>> begin
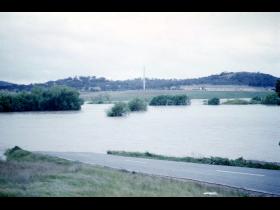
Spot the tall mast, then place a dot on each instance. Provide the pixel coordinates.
(144, 79)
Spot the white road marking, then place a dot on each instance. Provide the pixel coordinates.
(234, 172)
(135, 161)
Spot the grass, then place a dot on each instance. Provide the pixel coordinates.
(30, 174)
(149, 94)
(240, 162)
(237, 102)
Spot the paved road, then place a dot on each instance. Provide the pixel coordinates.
(260, 180)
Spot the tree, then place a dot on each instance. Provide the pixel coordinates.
(166, 100)
(137, 105)
(119, 109)
(214, 101)
(55, 98)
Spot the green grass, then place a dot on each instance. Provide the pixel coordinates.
(149, 94)
(29, 174)
(237, 102)
(240, 162)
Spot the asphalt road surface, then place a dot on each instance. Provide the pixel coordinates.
(259, 180)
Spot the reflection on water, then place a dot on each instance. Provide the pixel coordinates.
(250, 131)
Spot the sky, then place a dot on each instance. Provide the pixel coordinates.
(37, 47)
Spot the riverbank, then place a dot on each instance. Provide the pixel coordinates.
(240, 162)
(31, 174)
(111, 96)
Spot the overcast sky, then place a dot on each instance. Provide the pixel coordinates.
>> end
▶ Set task:
Lay out every line of the rows above as a Markdown table with the columns No. and Text, one numbered line per table row. Skip blank lines and leave the pictures out.

▶ Output for this exercise:
| No. | Text |
|---|---|
| 1 | Spot the tall mast, then place a dot on each instance. Provide the pixel coordinates. |
| 2 | (144, 79) |
| 3 | Spot the white road marking, then place a dot on each instance. Provide the pixel coordinates. |
| 4 | (234, 172) |
| 5 | (135, 161) |
| 6 | Spot the grass, then place a dot on each instance. Provide the pixel coordinates. |
| 7 | (30, 174) |
| 8 | (149, 94) |
| 9 | (240, 162) |
| 10 | (237, 102) |
| 11 | Spot the paved road, then place a dot on each instance. Provide the pixel coordinates. |
| 12 | (260, 180) |
| 13 | Spot the tree, then place a dot on each instance. Provide the pixel coordinates. |
| 14 | (166, 100) |
| 15 | (137, 105) |
| 16 | (119, 109) |
| 17 | (214, 101) |
| 18 | (55, 98) |
| 19 | Spot the green grass, then place a dot on each instance. Provide the pixel coordinates. |
| 20 | (149, 94) |
| 21 | (29, 174) |
| 22 | (237, 102) |
| 23 | (240, 162) |
| 24 | Spot the asphalt road surface, then place a dot on each instance. Provide the pixel coordinates. |
| 25 | (259, 180) |
| 26 | Spot the reflection on water, then place a dot on each instance. Provide the pixel coordinates. |
| 27 | (250, 131) |
| 28 | Spot the sky, then place a dot on each instance. Provide the pixel coordinates. |
| 29 | (37, 47) |
| 30 | Spot the riverbank, then place a dot on each instance. Provide the pixel coordinates. |
| 31 | (240, 162) |
| 32 | (31, 174) |
| 33 | (111, 96) |
| 34 | Spot the overcast sky, then place a dot on each instance. Provide the pixel coordinates. |